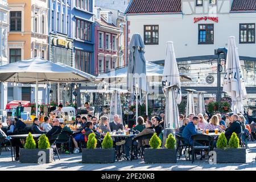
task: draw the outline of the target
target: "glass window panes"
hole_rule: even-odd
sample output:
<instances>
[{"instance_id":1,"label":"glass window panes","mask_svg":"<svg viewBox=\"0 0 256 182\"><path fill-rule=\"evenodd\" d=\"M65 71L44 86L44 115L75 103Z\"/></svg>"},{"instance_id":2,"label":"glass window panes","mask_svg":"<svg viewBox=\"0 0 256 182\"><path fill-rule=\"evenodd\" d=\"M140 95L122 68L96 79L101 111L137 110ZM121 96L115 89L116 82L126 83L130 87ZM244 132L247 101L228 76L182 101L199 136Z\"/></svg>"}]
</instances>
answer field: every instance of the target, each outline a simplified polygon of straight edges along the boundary
<instances>
[{"instance_id":1,"label":"glass window panes","mask_svg":"<svg viewBox=\"0 0 256 182\"><path fill-rule=\"evenodd\" d=\"M159 26L144 26L144 43L146 44L158 44Z\"/></svg>"},{"instance_id":2,"label":"glass window panes","mask_svg":"<svg viewBox=\"0 0 256 182\"><path fill-rule=\"evenodd\" d=\"M214 43L213 24L199 24L199 44L213 44Z\"/></svg>"},{"instance_id":3,"label":"glass window panes","mask_svg":"<svg viewBox=\"0 0 256 182\"><path fill-rule=\"evenodd\" d=\"M255 43L255 23L240 24L240 43Z\"/></svg>"},{"instance_id":4,"label":"glass window panes","mask_svg":"<svg viewBox=\"0 0 256 182\"><path fill-rule=\"evenodd\" d=\"M10 30L11 31L21 31L21 11L11 11L10 15Z\"/></svg>"}]
</instances>

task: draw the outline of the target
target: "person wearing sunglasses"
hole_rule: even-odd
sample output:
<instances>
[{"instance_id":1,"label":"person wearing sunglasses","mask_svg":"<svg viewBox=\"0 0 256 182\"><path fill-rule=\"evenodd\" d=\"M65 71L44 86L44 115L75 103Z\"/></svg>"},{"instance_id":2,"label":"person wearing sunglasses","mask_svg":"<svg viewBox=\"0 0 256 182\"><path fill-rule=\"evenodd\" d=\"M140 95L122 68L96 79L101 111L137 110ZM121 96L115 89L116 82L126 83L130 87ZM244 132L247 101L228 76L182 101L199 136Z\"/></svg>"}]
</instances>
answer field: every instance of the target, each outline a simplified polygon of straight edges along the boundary
<instances>
[{"instance_id":1,"label":"person wearing sunglasses","mask_svg":"<svg viewBox=\"0 0 256 182\"><path fill-rule=\"evenodd\" d=\"M46 134L46 136L48 138L60 134L61 132L62 128L60 126L60 121L59 119L53 119L52 126L52 127L51 130Z\"/></svg>"},{"instance_id":2,"label":"person wearing sunglasses","mask_svg":"<svg viewBox=\"0 0 256 182\"><path fill-rule=\"evenodd\" d=\"M3 127L3 124L2 123L2 121L0 121L0 138L5 138L7 137L5 133L2 130L2 128Z\"/></svg>"}]
</instances>

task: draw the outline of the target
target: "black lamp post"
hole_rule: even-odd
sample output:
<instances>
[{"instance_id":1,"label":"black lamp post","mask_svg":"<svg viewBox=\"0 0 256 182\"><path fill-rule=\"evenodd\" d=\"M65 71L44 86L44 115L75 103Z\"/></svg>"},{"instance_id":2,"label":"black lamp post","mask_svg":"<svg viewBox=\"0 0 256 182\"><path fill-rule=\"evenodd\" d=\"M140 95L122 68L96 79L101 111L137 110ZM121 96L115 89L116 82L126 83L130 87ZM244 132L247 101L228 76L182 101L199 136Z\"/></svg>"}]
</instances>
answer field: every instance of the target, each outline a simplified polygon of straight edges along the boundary
<instances>
[{"instance_id":1,"label":"black lamp post","mask_svg":"<svg viewBox=\"0 0 256 182\"><path fill-rule=\"evenodd\" d=\"M226 61L226 55L228 53L228 49L226 47L221 47L215 50L215 55L218 56L218 63L217 66L217 101L220 103L221 100L221 74L222 70L222 66L221 64L221 57L220 55L224 55L224 59ZM220 105L218 105L218 110L220 110Z\"/></svg>"}]
</instances>

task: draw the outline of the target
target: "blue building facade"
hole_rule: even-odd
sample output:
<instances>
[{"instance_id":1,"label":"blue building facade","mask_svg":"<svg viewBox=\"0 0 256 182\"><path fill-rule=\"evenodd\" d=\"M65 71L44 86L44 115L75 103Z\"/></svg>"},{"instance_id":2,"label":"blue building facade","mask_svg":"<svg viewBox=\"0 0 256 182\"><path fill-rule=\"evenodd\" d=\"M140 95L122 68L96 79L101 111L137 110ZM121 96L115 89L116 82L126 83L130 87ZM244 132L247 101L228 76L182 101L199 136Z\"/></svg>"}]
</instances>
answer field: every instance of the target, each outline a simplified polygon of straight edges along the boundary
<instances>
[{"instance_id":1,"label":"blue building facade","mask_svg":"<svg viewBox=\"0 0 256 182\"><path fill-rule=\"evenodd\" d=\"M94 52L94 0L73 0L72 10L74 66L93 73Z\"/></svg>"}]
</instances>

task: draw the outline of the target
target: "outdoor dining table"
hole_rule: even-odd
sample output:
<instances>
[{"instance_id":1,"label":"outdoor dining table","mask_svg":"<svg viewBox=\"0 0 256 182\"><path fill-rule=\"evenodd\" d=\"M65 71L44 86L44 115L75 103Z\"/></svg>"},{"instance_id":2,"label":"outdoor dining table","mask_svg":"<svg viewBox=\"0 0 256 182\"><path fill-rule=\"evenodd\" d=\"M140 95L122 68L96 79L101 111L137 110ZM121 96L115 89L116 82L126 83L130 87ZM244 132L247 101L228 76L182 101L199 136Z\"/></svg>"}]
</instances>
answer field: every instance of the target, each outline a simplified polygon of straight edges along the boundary
<instances>
[{"instance_id":1,"label":"outdoor dining table","mask_svg":"<svg viewBox=\"0 0 256 182\"><path fill-rule=\"evenodd\" d=\"M34 139L38 139L42 134L31 134L32 136ZM26 143L26 139L28 136L28 134L22 134L22 135L10 135L10 137L11 139L19 139L20 140L22 144L24 146Z\"/></svg>"},{"instance_id":2,"label":"outdoor dining table","mask_svg":"<svg viewBox=\"0 0 256 182\"><path fill-rule=\"evenodd\" d=\"M130 137L133 137L133 136L135 136L137 134L129 134L128 135L127 135L125 133L122 133L122 134L119 134L119 133L110 133L110 136L112 137L114 137L114 138L117 138L118 140L122 140L121 138L130 138ZM119 147L119 146L118 146ZM121 148L122 147L122 151L121 150ZM119 160L121 159L121 156L124 156L124 154L123 154L124 153L124 147L123 147L123 144L122 145L121 147L118 147L118 150L117 150L117 160Z\"/></svg>"}]
</instances>

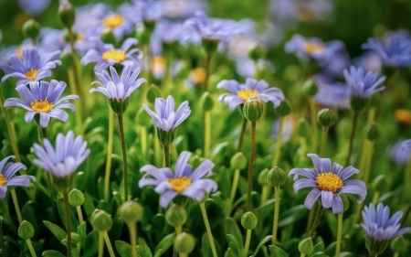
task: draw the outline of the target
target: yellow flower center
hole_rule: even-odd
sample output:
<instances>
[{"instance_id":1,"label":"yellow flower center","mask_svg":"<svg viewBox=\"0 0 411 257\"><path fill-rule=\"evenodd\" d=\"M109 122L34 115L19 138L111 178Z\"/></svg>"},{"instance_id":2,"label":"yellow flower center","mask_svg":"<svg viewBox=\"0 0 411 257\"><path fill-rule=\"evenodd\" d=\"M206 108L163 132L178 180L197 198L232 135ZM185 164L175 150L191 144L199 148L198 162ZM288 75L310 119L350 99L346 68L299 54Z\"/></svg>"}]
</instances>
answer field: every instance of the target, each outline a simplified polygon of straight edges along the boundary
<instances>
[{"instance_id":1,"label":"yellow flower center","mask_svg":"<svg viewBox=\"0 0 411 257\"><path fill-rule=\"evenodd\" d=\"M30 106L31 109L35 112L48 113L48 112L53 109L54 104L53 102L49 102L47 101L47 98L46 97L44 101L37 101L35 99L35 102L31 102Z\"/></svg>"},{"instance_id":2,"label":"yellow flower center","mask_svg":"<svg viewBox=\"0 0 411 257\"><path fill-rule=\"evenodd\" d=\"M37 76L38 70L30 70L25 73L25 77L30 80L36 80L36 76Z\"/></svg>"},{"instance_id":3,"label":"yellow flower center","mask_svg":"<svg viewBox=\"0 0 411 257\"><path fill-rule=\"evenodd\" d=\"M7 183L7 178L5 178L3 174L0 174L0 186L5 186Z\"/></svg>"},{"instance_id":4,"label":"yellow flower center","mask_svg":"<svg viewBox=\"0 0 411 257\"><path fill-rule=\"evenodd\" d=\"M305 43L304 49L309 54L312 54L318 51L321 51L324 48L324 45L318 43Z\"/></svg>"},{"instance_id":5,"label":"yellow flower center","mask_svg":"<svg viewBox=\"0 0 411 257\"><path fill-rule=\"evenodd\" d=\"M112 27L121 26L122 24L123 20L124 19L122 18L121 16L112 16L105 17L103 20L103 24L104 24L104 26L112 28Z\"/></svg>"},{"instance_id":6,"label":"yellow flower center","mask_svg":"<svg viewBox=\"0 0 411 257\"><path fill-rule=\"evenodd\" d=\"M168 183L172 185L173 190L178 192L179 194L191 185L191 178L184 176L177 178L167 178Z\"/></svg>"},{"instance_id":7,"label":"yellow flower center","mask_svg":"<svg viewBox=\"0 0 411 257\"><path fill-rule=\"evenodd\" d=\"M258 91L253 90L242 90L237 92L237 96L247 102L250 95L258 95Z\"/></svg>"},{"instance_id":8,"label":"yellow flower center","mask_svg":"<svg viewBox=\"0 0 411 257\"><path fill-rule=\"evenodd\" d=\"M332 191L333 193L336 193L338 189L344 186L340 177L332 172L319 174L317 178L315 178L315 182L321 190Z\"/></svg>"},{"instance_id":9,"label":"yellow flower center","mask_svg":"<svg viewBox=\"0 0 411 257\"><path fill-rule=\"evenodd\" d=\"M116 50L116 49L111 49L111 50L105 51L102 53L101 57L105 60L109 60L111 59L118 62L121 62L127 59L127 55L125 54L125 52L123 52L121 50Z\"/></svg>"}]
</instances>

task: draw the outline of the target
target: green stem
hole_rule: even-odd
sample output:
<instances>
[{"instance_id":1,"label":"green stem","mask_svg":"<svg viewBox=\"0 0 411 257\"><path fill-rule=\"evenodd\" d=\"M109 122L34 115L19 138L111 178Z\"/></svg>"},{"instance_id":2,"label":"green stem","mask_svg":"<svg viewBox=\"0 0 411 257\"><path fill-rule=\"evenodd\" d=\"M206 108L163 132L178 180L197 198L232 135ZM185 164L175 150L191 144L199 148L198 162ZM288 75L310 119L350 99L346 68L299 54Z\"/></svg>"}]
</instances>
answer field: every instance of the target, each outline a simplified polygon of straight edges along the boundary
<instances>
[{"instance_id":1,"label":"green stem","mask_svg":"<svg viewBox=\"0 0 411 257\"><path fill-rule=\"evenodd\" d=\"M335 248L335 257L340 256L341 240L342 238L342 214L338 214L337 246Z\"/></svg>"},{"instance_id":2,"label":"green stem","mask_svg":"<svg viewBox=\"0 0 411 257\"><path fill-rule=\"evenodd\" d=\"M71 257L71 222L70 210L68 206L68 192L63 191L64 199L64 214L66 216L66 230L67 230L67 256Z\"/></svg>"},{"instance_id":3,"label":"green stem","mask_svg":"<svg viewBox=\"0 0 411 257\"><path fill-rule=\"evenodd\" d=\"M23 221L23 218L21 217L20 207L18 206L17 196L16 195L16 189L10 188L10 193L12 194L13 204L15 205L16 214L17 214L18 223L20 224Z\"/></svg>"},{"instance_id":4,"label":"green stem","mask_svg":"<svg viewBox=\"0 0 411 257\"><path fill-rule=\"evenodd\" d=\"M274 158L272 159L271 167L275 167L279 164L279 152L281 151L282 132L284 131L285 117L279 117L279 130L277 135L276 151L274 152Z\"/></svg>"},{"instance_id":5,"label":"green stem","mask_svg":"<svg viewBox=\"0 0 411 257\"><path fill-rule=\"evenodd\" d=\"M104 241L106 241L107 248L109 249L110 257L115 257L116 255L114 254L114 251L112 250L111 242L110 241L109 234L107 233L107 231L103 231L103 237Z\"/></svg>"},{"instance_id":6,"label":"green stem","mask_svg":"<svg viewBox=\"0 0 411 257\"><path fill-rule=\"evenodd\" d=\"M217 257L216 245L214 244L213 234L211 233L210 223L208 222L207 212L206 210L206 204L204 202L200 203L201 213L203 214L204 223L206 224L206 230L207 231L208 241L210 242L211 252L213 252L213 257Z\"/></svg>"},{"instance_id":7,"label":"green stem","mask_svg":"<svg viewBox=\"0 0 411 257\"><path fill-rule=\"evenodd\" d=\"M247 210L251 210L251 189L253 187L254 155L256 152L256 123L251 123L251 145L248 163L248 188L247 192Z\"/></svg>"},{"instance_id":8,"label":"green stem","mask_svg":"<svg viewBox=\"0 0 411 257\"><path fill-rule=\"evenodd\" d=\"M10 116L8 115L8 112L5 110L3 105L5 102L5 96L3 95L2 84L0 83L0 105L3 109L3 113L5 116L5 125L7 126L8 134L10 136L10 144L13 148L13 154L16 155L16 161L17 163L21 163L20 155L18 154L17 143L16 141L15 130L13 129L13 125L10 120Z\"/></svg>"},{"instance_id":9,"label":"green stem","mask_svg":"<svg viewBox=\"0 0 411 257\"><path fill-rule=\"evenodd\" d=\"M111 172L112 141L114 137L114 112L109 109L109 139L107 143L106 172L104 175L104 199L110 200L110 174Z\"/></svg>"},{"instance_id":10,"label":"green stem","mask_svg":"<svg viewBox=\"0 0 411 257\"><path fill-rule=\"evenodd\" d=\"M244 257L248 256L250 241L251 241L251 230L247 230L246 245L244 246Z\"/></svg>"},{"instance_id":11,"label":"green stem","mask_svg":"<svg viewBox=\"0 0 411 257\"><path fill-rule=\"evenodd\" d=\"M120 131L120 141L121 143L121 150L122 150L122 166L124 168L124 199L125 201L129 198L129 174L127 170L127 152L125 145L125 138L124 138L124 126L122 124L122 115L117 115L117 121L119 122L119 131Z\"/></svg>"},{"instance_id":12,"label":"green stem","mask_svg":"<svg viewBox=\"0 0 411 257\"><path fill-rule=\"evenodd\" d=\"M272 241L271 244L275 245L277 241L277 230L279 229L279 187L274 187L275 202L274 202L274 222L272 225Z\"/></svg>"}]
</instances>

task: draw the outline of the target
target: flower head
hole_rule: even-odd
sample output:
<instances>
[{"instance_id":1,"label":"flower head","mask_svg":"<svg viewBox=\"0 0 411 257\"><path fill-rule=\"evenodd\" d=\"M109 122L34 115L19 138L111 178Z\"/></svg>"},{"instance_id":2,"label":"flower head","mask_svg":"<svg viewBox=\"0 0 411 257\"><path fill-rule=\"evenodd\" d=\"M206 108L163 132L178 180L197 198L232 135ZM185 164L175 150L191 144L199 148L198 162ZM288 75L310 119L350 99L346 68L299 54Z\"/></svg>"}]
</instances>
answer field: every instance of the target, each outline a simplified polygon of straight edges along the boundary
<instances>
[{"instance_id":1,"label":"flower head","mask_svg":"<svg viewBox=\"0 0 411 257\"><path fill-rule=\"evenodd\" d=\"M152 165L142 166L140 172L146 172L146 174L140 179L139 187L155 186L154 191L157 194L163 194L160 198L160 206L163 208L166 208L179 195L201 201L206 193L209 194L217 189L216 181L203 178L211 173L214 164L206 159L192 171L193 166L187 164L190 155L188 152L181 153L175 164L174 172L169 167L157 168ZM148 176L152 177L147 177Z\"/></svg>"},{"instance_id":2,"label":"flower head","mask_svg":"<svg viewBox=\"0 0 411 257\"><path fill-rule=\"evenodd\" d=\"M87 142L81 135L74 138L71 130L67 135L58 134L56 147L47 138L43 139L43 145L34 145L37 159L33 162L58 178L70 177L90 154L90 149L86 149Z\"/></svg>"},{"instance_id":3,"label":"flower head","mask_svg":"<svg viewBox=\"0 0 411 257\"><path fill-rule=\"evenodd\" d=\"M150 110L146 104L142 104L145 111L152 116L155 126L164 132L175 129L191 113L188 101L184 101L174 112L174 99L169 95L167 101L163 98L155 99L155 111Z\"/></svg>"},{"instance_id":4,"label":"flower head","mask_svg":"<svg viewBox=\"0 0 411 257\"><path fill-rule=\"evenodd\" d=\"M290 171L289 177L294 175L294 191L297 193L304 187L315 187L305 198L305 208L311 209L317 198L321 197L321 204L325 209L332 208L332 213L338 214L343 211L342 199L340 194L349 193L360 196L363 201L367 189L365 183L359 179L345 181L348 177L360 171L350 166L343 168L341 165L332 162L329 158L320 158L317 155L308 154L314 164L315 172L310 168L293 168ZM299 179L299 175L308 178ZM361 202L358 201L358 202Z\"/></svg>"},{"instance_id":5,"label":"flower head","mask_svg":"<svg viewBox=\"0 0 411 257\"><path fill-rule=\"evenodd\" d=\"M61 65L59 59L54 59L59 53L60 51L53 51L39 56L37 48L24 48L23 59L20 59L13 54L8 58L11 66L0 63L0 69L8 73L3 77L2 82L10 77L16 77L18 78L16 85L26 85L31 81L38 81L51 76L50 69L56 68L56 65Z\"/></svg>"},{"instance_id":6,"label":"flower head","mask_svg":"<svg viewBox=\"0 0 411 257\"><path fill-rule=\"evenodd\" d=\"M26 85L19 85L16 91L23 97L10 98L5 102L6 106L18 106L28 111L26 112L25 121L30 123L36 114L39 115L39 125L46 128L50 122L50 118L55 118L62 122L68 119L68 114L61 108L75 110L71 102L63 102L68 99L79 99L79 96L70 94L58 100L66 89L67 84L63 81L52 80L50 82L35 81L29 83L29 88Z\"/></svg>"},{"instance_id":7,"label":"flower head","mask_svg":"<svg viewBox=\"0 0 411 257\"><path fill-rule=\"evenodd\" d=\"M279 88L269 88L269 86L266 80L258 81L252 78L247 78L245 84L240 84L234 80L224 80L217 84L217 88L227 89L230 92L218 96L218 102L228 104L230 109L234 110L237 105L246 102L250 95L257 95L264 102L271 102L276 108L285 99L284 93Z\"/></svg>"},{"instance_id":8,"label":"flower head","mask_svg":"<svg viewBox=\"0 0 411 257\"><path fill-rule=\"evenodd\" d=\"M26 166L21 163L12 163L9 162L7 165L5 163L10 158L16 158L15 155L10 155L4 158L0 162L0 200L4 199L5 197L5 192L7 192L7 187L28 187L30 180L36 182L36 177L28 175L21 175L12 177L19 169L26 170Z\"/></svg>"},{"instance_id":9,"label":"flower head","mask_svg":"<svg viewBox=\"0 0 411 257\"><path fill-rule=\"evenodd\" d=\"M94 70L101 72L101 70L112 65L131 66L132 70L140 67L139 59L142 57L142 53L139 48L130 48L137 45L138 40L135 38L127 38L121 47L117 49L111 44L104 44L100 39L95 38L95 48L90 49L81 59L81 64L87 65L90 62L97 62Z\"/></svg>"},{"instance_id":10,"label":"flower head","mask_svg":"<svg viewBox=\"0 0 411 257\"><path fill-rule=\"evenodd\" d=\"M371 95L384 91L385 87L378 86L385 80L385 76L378 78L378 73L365 71L363 68L350 67L350 71L344 70L344 78L351 89L351 95L356 98L369 98Z\"/></svg>"}]
</instances>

TASK DIRECTIONS:
Reproduce the rows from their beginning through the line containing "26L144 26L144 43L146", replacing "outline" with "contour" and leaving everything else unchanged. Omit the pictures from your answer.

COMPLETE RESPONSE:
task: draw the contour of the target
target: "glass window panes"
hole_rule: even-odd
sample output:
<instances>
[{"instance_id":1,"label":"glass window panes","mask_svg":"<svg viewBox=\"0 0 256 182\"><path fill-rule=\"evenodd\" d=\"M65 71L44 86L44 115L75 103Z\"/></svg>"},{"instance_id":2,"label":"glass window panes","mask_svg":"<svg viewBox=\"0 0 256 182\"><path fill-rule=\"evenodd\" d=\"M140 95L122 68L96 79L101 111L137 110ZM121 96L115 89L116 82L126 83L130 87ZM244 132L247 101L228 76L182 101L199 136Z\"/></svg>"}]
</instances>
answer field: every instance of the target, each contour a simplified polygon of straight edges along the boundary
<instances>
[{"instance_id":1,"label":"glass window panes","mask_svg":"<svg viewBox=\"0 0 256 182\"><path fill-rule=\"evenodd\" d=\"M159 26L144 26L144 43L146 44L158 44Z\"/></svg>"},{"instance_id":2,"label":"glass window panes","mask_svg":"<svg viewBox=\"0 0 256 182\"><path fill-rule=\"evenodd\" d=\"M214 43L213 24L199 24L199 44L213 44Z\"/></svg>"},{"instance_id":3,"label":"glass window panes","mask_svg":"<svg viewBox=\"0 0 256 182\"><path fill-rule=\"evenodd\" d=\"M255 43L255 23L240 24L240 43Z\"/></svg>"},{"instance_id":4,"label":"glass window panes","mask_svg":"<svg viewBox=\"0 0 256 182\"><path fill-rule=\"evenodd\" d=\"M10 30L11 31L21 31L21 11L11 11L10 15Z\"/></svg>"}]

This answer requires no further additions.